■ **Aim**
Reproduce every line of the listing below word for word, changing nothing.

- - -

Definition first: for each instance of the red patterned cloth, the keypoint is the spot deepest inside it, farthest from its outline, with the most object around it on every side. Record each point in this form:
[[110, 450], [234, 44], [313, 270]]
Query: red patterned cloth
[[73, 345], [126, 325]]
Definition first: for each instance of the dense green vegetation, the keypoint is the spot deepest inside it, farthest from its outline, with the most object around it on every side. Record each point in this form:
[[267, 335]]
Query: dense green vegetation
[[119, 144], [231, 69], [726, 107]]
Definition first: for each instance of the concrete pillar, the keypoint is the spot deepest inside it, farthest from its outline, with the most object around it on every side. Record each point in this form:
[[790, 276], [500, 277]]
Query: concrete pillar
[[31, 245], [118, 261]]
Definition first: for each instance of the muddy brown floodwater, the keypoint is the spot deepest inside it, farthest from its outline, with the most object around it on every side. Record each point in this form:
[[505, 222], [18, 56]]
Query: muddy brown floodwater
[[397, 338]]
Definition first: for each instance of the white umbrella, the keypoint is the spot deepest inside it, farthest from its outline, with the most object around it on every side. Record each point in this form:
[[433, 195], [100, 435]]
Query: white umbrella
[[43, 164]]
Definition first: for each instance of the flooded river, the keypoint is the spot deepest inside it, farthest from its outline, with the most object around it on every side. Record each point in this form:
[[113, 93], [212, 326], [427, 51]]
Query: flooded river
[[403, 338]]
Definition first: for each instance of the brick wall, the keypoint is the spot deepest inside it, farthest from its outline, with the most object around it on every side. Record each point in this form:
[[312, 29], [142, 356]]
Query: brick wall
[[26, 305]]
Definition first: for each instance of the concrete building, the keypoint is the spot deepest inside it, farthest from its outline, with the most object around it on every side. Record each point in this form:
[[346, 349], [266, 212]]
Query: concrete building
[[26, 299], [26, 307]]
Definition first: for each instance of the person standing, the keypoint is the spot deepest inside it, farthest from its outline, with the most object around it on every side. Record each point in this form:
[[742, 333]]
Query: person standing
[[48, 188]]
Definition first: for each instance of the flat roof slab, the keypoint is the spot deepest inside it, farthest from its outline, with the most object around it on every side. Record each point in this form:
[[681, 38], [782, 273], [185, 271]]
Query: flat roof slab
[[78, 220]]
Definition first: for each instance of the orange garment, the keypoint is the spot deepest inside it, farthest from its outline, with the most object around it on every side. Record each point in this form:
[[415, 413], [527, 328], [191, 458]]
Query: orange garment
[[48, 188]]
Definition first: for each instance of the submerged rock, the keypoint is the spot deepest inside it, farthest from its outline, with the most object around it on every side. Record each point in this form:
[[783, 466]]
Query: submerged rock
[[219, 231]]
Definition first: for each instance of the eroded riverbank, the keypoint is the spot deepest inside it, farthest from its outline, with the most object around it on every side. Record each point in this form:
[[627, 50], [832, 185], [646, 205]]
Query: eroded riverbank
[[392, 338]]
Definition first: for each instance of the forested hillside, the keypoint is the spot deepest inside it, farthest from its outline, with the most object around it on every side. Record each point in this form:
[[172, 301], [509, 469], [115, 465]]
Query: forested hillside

- - -

■ **Result**
Definition first: for each instance of the red patterned cloth, the keypoint is the spot deepest inside it, farthest from its outline, with the most object around it on every side. Record each point in this form:
[[110, 450], [234, 44], [313, 270]]
Query: red patterned cloth
[[73, 345], [126, 325]]
Definition first: for each instance of the dense green vegetation, the keypoint is the spot deepest inside it, farthest from its outline, with the most object around it on every side. Record each point in this form:
[[267, 335]]
Query: dense green vegetation
[[119, 144], [231, 69], [726, 107]]
Definition first: for each instance of the concrete pillar, the keypoint is the spot deepest inside it, farthest from its outline, with the most object around it on every side. Record each point in this form:
[[790, 276], [500, 277]]
Query: concrete pillar
[[31, 245], [118, 261]]
Definition first: for each instance of the muddy brown floodwater, the keypoint is the spot deepest inside it, farthest from its outline, with the most object around it on every side. Record each point in this form:
[[505, 222], [18, 56]]
Query: muddy brown floodwater
[[397, 338]]
Definition first: for each instance of the white umbrella, the keypoint is the spot deepest inside it, farthest from its outline, with the most object around it on every side. Record each point in this form:
[[433, 195], [100, 435]]
Query: white umbrella
[[43, 164]]
Definition first: for each instance of the flooded river, the keypoint is the spot deepest inside it, farthest from its outline, with the most object around it on every side. Record each point in this form:
[[113, 93], [212, 326], [427, 51]]
Query: flooded river
[[403, 338]]
Definition first: for each instance of the brick wall, the keypoint is the spot deepest inside it, farthest from its outline, with the most object around it on every side. Record each point in this form:
[[312, 29], [142, 356]]
Query: brick wall
[[26, 305]]
Definition first: for each instance of the concrete building, the keypoint is the spot deepest inside it, farthest from its outline, with the most object around it on every side. Record each point in this form:
[[346, 349], [266, 212]]
Query: concrete building
[[26, 299], [26, 307]]
Definition first: for each instance of the person standing, the keypoint is the spot deepest inside it, farthest from its outline, with the most object around it on every side. Record each point in this form:
[[742, 333]]
Query: person standing
[[48, 188]]
Definition first: for each instance of the flat roof slab, the keypoint is the spot deepest inside it, farthest from its outline, with the most object around it on every side. Record each point in this form:
[[681, 38], [782, 273], [185, 271]]
Query: flat roof slab
[[78, 220]]
Definition first: for each instance of the orange garment, the keypoint is the spot deepest inside it, farthest from its outline, with the most object around it on every side. Record each point in this form:
[[415, 413], [527, 328], [191, 458]]
Query: orange garment
[[48, 188]]
Definition first: for each instance of the submerged rock, the keypoint is the spot deepest inside it, farthest from its outline, with the most object around it on every side. Record each point in this form:
[[783, 466]]
Query: submerged rock
[[219, 231]]
Definition first: for each instance of the eroded riverbank, the keypoint is the spot deepest inside it, farthest from its outline, with the most object around it on every side. Record each point in this form:
[[627, 50], [832, 185], [646, 205]]
Query: eroded riverbank
[[392, 338]]
Definition first: for each instance of the forested hillside, the keypoint is the spot deepest inside it, farthest from its outline, with the most object around it on every side. Record each point in this form:
[[172, 301], [509, 469], [115, 465]]
Query: forested hillside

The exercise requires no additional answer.